> _Work item_:
Begin at the top of the records below and return each line exactly through the line with "Target: window with shutters". Skip pictures.

Dataset records
* * * * * * * * *

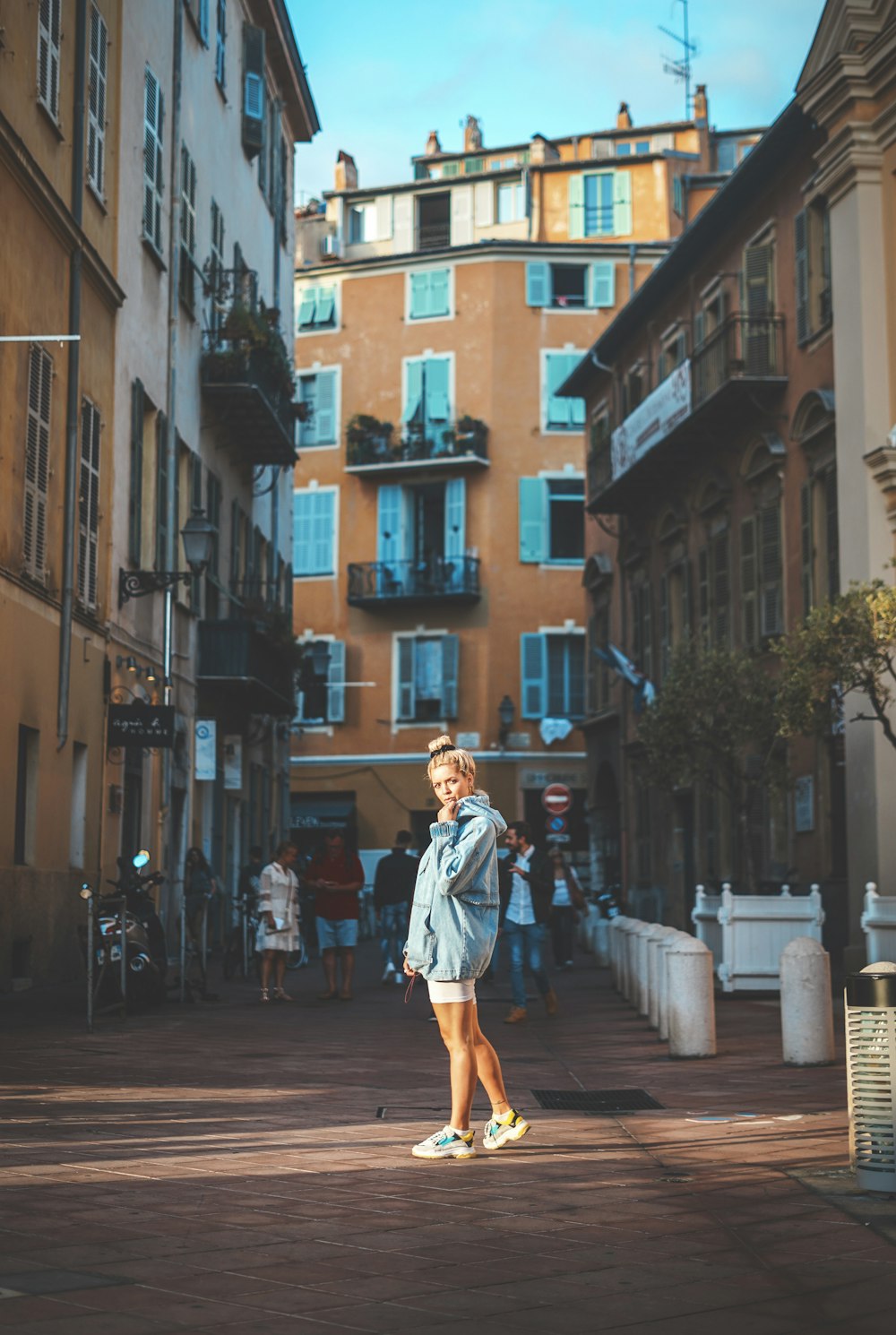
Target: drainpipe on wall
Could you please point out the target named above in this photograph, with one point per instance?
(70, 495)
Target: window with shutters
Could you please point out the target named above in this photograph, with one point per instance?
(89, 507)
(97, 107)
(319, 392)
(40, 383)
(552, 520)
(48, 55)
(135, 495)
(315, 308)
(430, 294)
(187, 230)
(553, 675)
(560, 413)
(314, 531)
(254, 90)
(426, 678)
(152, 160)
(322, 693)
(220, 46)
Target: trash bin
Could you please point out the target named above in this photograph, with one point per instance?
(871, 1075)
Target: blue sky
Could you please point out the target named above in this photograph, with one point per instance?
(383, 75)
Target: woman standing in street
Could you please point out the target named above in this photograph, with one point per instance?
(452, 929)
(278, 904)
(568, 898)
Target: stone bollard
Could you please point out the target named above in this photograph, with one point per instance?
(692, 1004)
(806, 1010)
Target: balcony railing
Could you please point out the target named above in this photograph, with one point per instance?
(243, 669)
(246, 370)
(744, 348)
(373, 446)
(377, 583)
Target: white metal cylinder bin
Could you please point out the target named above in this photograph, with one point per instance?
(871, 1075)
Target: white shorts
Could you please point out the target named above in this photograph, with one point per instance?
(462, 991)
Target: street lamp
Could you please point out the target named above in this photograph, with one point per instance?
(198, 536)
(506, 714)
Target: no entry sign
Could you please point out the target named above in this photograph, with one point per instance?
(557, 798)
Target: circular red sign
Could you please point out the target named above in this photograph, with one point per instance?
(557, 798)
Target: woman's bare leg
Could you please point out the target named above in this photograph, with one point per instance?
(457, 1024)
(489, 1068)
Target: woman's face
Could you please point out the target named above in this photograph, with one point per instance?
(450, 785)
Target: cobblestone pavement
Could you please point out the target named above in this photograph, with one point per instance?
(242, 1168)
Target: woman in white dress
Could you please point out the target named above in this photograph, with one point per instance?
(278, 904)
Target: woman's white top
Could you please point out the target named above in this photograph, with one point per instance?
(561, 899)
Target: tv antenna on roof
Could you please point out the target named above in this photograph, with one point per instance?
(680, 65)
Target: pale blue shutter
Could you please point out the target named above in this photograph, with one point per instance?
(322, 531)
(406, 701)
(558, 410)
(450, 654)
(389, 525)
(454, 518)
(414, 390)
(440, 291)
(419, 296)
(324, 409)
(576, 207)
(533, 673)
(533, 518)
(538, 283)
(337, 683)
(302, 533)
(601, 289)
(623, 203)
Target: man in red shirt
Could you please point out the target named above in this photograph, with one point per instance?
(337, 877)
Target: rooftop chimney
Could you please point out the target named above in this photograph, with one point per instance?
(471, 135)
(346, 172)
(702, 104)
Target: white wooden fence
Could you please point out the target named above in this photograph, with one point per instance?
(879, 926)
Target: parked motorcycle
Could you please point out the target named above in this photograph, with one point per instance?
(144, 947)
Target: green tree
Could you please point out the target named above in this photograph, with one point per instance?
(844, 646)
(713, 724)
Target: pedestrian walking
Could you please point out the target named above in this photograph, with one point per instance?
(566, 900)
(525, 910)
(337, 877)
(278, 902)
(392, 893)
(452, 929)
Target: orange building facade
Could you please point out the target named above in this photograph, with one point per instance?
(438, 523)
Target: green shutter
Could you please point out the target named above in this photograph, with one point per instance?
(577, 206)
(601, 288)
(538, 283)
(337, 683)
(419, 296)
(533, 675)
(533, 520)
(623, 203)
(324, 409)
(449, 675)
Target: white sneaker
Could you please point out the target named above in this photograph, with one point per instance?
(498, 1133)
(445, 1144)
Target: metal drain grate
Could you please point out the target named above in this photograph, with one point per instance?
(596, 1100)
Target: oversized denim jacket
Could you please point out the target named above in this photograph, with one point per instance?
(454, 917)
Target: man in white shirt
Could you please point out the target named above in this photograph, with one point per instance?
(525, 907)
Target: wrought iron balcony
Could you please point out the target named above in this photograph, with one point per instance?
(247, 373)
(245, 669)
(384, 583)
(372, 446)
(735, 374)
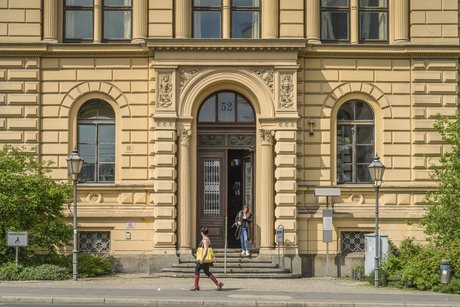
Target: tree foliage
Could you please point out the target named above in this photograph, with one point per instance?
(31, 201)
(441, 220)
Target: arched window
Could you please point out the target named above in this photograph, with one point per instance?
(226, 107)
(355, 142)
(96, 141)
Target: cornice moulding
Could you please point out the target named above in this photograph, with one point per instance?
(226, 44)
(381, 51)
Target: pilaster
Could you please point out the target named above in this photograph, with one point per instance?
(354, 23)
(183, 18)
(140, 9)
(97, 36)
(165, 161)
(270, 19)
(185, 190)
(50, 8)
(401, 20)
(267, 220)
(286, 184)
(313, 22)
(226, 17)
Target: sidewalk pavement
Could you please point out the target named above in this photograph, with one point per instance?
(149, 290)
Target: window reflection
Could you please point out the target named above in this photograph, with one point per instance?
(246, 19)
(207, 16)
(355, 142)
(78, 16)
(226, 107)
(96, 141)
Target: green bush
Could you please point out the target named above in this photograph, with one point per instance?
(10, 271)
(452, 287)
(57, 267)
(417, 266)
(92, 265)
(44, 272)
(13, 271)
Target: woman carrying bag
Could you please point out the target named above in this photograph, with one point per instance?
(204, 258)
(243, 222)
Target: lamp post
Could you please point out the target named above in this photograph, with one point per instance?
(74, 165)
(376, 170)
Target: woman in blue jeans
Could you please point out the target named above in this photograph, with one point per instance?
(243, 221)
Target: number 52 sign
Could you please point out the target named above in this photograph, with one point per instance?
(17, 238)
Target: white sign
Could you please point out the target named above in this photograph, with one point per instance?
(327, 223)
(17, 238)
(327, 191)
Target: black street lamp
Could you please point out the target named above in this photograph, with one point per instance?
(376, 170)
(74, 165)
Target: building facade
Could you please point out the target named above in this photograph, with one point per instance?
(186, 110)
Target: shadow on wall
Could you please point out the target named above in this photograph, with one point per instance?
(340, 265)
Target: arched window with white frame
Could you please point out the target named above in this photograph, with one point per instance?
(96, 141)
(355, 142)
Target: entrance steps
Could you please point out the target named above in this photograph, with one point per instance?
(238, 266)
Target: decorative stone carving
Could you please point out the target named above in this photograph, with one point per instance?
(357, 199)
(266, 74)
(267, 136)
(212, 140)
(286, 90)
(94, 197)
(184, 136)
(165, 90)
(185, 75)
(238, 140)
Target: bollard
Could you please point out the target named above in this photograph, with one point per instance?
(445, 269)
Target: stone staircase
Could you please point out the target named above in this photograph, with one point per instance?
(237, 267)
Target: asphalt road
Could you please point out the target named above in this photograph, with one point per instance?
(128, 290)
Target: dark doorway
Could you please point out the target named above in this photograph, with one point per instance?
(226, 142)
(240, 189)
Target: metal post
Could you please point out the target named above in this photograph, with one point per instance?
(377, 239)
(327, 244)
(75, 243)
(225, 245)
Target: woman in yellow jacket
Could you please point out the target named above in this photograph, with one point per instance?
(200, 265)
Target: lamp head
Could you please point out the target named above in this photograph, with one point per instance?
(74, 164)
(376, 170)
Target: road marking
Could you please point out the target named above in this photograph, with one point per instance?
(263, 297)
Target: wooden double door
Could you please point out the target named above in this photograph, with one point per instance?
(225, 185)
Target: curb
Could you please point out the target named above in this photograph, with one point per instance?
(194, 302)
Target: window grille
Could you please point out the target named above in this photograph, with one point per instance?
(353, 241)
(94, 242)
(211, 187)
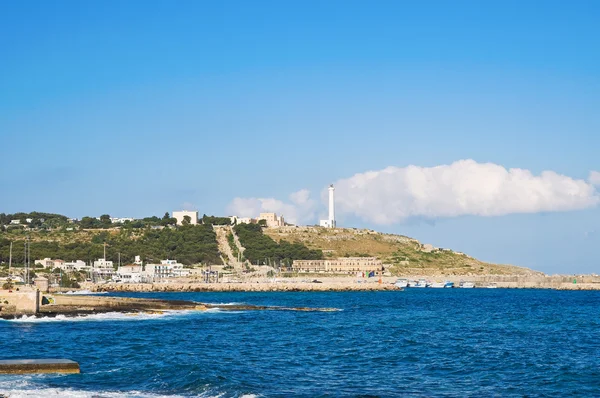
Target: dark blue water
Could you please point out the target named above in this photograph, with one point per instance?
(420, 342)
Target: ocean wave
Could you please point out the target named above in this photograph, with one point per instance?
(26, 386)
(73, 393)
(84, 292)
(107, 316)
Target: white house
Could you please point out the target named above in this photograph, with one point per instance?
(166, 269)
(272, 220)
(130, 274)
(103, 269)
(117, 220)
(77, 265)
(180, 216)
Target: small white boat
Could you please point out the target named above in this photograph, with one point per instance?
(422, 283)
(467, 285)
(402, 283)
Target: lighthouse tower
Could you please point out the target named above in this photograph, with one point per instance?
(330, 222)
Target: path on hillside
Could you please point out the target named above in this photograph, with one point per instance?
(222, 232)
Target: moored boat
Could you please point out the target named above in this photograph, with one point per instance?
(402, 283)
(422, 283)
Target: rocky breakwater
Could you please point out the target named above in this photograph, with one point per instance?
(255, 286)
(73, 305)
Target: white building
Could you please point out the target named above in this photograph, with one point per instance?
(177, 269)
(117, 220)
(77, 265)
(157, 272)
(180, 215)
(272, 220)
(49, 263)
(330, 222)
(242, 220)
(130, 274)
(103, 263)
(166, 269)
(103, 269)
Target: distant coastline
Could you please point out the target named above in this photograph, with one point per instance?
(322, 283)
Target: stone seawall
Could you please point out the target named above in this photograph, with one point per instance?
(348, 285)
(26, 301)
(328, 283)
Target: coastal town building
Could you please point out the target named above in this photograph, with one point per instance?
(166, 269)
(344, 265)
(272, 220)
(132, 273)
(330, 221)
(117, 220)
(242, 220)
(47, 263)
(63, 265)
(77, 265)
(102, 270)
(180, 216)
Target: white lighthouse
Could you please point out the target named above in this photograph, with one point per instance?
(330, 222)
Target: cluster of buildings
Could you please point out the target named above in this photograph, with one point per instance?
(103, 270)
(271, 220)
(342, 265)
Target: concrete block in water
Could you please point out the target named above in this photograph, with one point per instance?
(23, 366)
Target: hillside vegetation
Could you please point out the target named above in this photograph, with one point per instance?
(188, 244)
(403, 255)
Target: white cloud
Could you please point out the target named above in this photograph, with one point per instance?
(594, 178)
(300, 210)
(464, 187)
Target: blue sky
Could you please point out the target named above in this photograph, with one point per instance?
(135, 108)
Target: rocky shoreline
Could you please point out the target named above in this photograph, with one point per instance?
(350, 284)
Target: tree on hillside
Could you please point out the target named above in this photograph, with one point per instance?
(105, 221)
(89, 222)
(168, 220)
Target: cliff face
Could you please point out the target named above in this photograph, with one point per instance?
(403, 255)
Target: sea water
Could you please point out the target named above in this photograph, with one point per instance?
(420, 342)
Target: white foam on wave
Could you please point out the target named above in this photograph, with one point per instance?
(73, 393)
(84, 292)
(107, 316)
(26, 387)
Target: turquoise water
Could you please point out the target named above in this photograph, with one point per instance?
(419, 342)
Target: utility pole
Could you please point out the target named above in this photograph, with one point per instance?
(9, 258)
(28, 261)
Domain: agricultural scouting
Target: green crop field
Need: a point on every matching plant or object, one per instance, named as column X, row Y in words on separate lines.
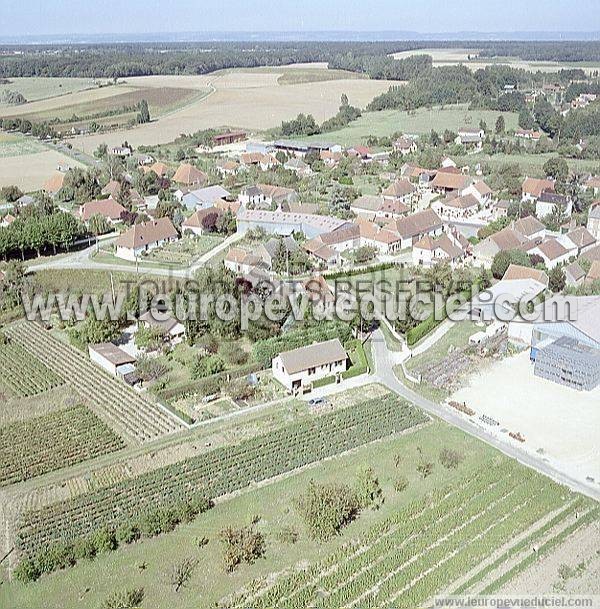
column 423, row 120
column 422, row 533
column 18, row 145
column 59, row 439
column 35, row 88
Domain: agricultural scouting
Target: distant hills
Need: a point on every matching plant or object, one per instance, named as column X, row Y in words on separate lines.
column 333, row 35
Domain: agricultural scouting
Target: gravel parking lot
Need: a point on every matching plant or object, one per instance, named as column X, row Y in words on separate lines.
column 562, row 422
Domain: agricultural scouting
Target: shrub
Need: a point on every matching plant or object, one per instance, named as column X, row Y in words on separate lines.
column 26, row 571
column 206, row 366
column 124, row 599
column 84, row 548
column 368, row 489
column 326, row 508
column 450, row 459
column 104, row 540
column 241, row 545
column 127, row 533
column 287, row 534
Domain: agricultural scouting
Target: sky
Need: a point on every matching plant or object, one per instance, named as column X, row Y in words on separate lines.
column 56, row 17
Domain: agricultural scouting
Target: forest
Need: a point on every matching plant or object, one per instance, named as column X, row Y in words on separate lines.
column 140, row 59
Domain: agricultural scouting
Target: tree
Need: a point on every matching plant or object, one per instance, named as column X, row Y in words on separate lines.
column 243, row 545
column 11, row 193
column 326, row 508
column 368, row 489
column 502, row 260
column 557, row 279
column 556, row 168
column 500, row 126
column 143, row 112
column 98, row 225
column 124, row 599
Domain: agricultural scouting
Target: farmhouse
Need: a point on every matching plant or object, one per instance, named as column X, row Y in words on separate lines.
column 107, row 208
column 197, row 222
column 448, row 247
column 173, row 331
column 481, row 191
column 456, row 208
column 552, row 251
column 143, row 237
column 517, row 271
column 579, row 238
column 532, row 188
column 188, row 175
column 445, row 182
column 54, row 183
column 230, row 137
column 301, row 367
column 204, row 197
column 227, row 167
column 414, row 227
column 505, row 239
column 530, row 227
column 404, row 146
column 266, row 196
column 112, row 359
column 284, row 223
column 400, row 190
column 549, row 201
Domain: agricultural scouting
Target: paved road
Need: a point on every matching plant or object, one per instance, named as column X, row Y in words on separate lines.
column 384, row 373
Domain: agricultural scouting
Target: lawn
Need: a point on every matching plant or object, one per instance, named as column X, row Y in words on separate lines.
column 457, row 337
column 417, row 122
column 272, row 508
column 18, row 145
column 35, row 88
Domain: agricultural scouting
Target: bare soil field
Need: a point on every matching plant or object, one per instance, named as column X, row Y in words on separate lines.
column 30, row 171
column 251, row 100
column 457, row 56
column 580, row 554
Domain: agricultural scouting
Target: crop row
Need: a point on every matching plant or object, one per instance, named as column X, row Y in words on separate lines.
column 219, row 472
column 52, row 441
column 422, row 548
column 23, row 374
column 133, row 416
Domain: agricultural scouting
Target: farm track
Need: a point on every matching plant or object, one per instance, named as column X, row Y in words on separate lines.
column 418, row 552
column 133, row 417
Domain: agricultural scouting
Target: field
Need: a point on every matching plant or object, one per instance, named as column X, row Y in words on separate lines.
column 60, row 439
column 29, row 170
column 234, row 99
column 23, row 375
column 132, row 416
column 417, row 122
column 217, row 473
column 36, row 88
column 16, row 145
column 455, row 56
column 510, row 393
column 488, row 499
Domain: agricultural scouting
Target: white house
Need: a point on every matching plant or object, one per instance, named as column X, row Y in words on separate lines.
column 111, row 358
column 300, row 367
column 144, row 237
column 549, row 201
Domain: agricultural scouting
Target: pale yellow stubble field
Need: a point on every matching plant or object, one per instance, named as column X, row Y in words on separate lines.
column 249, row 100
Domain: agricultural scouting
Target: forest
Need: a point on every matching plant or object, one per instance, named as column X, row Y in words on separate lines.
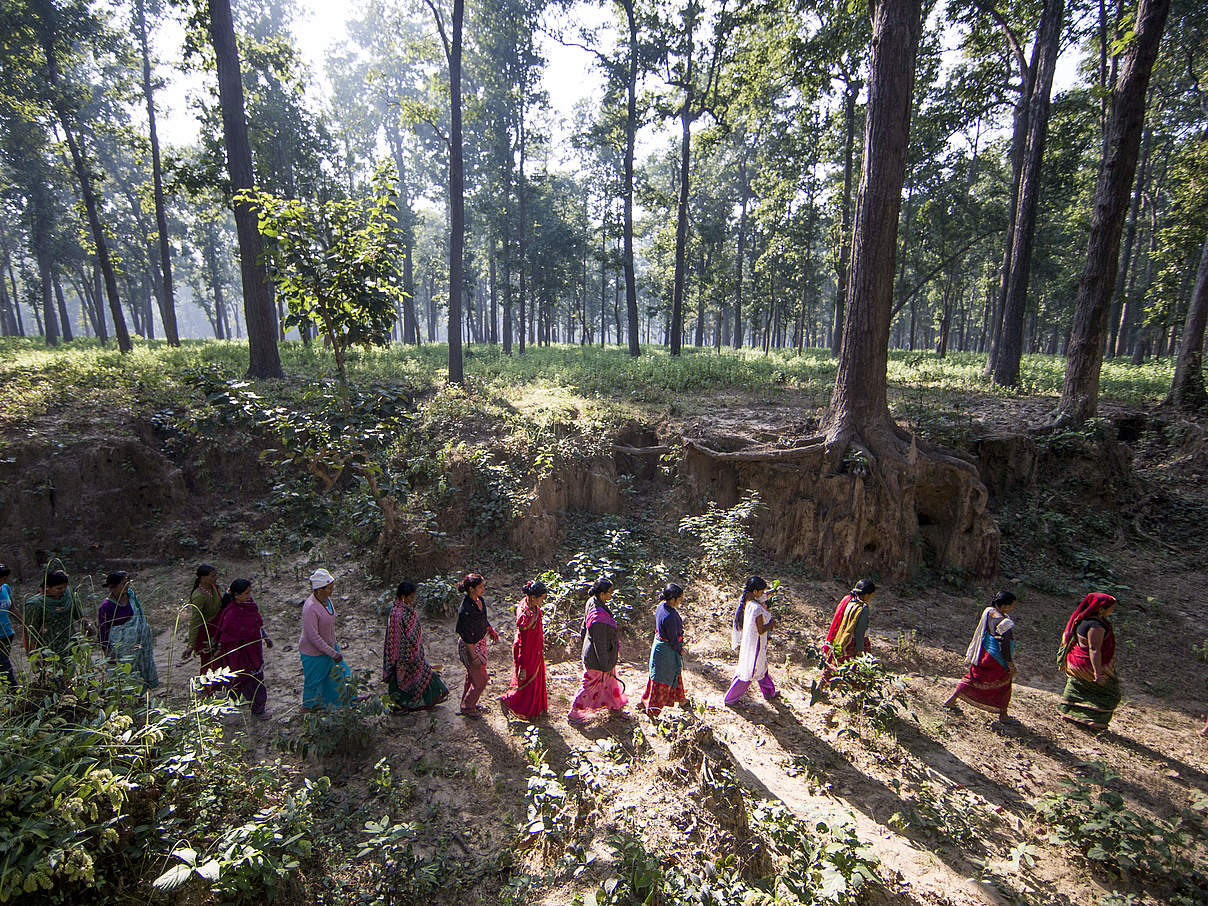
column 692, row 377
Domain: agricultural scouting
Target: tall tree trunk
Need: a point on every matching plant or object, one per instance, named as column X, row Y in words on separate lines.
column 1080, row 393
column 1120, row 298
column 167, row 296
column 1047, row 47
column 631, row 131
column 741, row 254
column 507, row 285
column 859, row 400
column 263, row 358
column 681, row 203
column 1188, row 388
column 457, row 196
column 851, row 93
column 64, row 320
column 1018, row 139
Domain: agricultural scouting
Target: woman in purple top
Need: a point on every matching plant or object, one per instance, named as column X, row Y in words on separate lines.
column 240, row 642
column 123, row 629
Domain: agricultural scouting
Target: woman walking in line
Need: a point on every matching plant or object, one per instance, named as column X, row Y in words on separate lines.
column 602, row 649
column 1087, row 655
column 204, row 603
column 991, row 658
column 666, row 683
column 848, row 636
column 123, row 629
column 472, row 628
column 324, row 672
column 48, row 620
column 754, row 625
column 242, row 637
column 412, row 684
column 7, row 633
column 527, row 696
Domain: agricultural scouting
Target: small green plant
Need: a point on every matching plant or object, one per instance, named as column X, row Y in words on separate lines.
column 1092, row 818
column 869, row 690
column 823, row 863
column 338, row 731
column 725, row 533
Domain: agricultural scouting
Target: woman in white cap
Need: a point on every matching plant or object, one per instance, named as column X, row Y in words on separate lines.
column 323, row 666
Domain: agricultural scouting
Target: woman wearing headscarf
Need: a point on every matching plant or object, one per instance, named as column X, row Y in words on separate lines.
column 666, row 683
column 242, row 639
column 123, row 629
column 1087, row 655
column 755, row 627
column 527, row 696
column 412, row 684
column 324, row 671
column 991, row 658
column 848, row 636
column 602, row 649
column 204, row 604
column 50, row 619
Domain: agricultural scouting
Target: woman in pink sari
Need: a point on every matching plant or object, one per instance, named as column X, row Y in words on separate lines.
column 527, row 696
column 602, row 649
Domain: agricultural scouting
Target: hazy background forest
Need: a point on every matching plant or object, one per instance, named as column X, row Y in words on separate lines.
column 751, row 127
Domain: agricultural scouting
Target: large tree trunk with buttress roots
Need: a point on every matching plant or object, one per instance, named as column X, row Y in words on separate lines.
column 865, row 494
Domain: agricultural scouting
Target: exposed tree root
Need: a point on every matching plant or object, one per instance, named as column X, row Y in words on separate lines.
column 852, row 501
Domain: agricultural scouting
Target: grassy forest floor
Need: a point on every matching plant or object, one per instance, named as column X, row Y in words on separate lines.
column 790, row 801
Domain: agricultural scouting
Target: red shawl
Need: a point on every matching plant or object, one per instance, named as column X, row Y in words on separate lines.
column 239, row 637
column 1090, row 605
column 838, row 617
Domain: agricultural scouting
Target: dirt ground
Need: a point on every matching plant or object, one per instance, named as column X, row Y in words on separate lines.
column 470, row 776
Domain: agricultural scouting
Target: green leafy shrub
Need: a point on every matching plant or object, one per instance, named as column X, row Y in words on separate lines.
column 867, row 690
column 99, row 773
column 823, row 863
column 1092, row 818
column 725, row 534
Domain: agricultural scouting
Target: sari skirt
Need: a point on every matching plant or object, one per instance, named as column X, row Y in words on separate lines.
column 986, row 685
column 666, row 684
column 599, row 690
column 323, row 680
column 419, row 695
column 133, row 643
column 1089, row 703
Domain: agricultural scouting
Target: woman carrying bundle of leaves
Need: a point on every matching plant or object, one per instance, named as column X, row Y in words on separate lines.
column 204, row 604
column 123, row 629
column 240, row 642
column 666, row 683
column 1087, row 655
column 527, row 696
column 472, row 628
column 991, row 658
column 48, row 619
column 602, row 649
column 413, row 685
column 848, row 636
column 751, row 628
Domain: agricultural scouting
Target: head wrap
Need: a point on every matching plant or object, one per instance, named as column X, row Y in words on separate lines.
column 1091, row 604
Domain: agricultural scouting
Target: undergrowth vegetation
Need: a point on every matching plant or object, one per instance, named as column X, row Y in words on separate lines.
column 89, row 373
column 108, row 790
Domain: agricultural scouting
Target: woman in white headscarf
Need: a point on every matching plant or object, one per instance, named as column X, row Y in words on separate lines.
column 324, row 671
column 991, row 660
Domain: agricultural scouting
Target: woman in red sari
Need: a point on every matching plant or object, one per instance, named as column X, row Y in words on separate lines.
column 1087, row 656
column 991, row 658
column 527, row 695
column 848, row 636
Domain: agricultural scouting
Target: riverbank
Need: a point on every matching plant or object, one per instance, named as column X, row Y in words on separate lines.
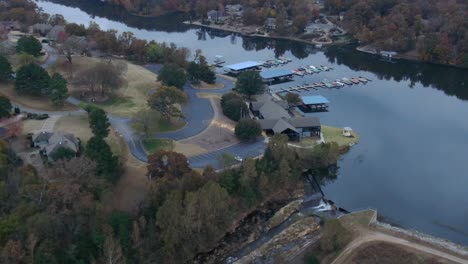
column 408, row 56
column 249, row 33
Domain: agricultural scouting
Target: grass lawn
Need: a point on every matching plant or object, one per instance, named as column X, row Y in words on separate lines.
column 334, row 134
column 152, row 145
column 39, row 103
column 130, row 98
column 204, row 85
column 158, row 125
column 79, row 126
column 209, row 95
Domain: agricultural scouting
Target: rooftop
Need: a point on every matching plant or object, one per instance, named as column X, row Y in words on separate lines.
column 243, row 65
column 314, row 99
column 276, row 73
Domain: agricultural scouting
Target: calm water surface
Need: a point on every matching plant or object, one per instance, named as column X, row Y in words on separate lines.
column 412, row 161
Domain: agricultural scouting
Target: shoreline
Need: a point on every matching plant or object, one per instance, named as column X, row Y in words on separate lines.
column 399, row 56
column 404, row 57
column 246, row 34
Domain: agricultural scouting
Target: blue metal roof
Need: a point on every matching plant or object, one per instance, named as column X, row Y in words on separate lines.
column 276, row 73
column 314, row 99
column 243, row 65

* * * * * * * * *

> _Task solution_:
Target: drainpipe on wall
Could you please point out the target named above in this photograph, with one point per instance?
(70, 495)
Target: window with shutters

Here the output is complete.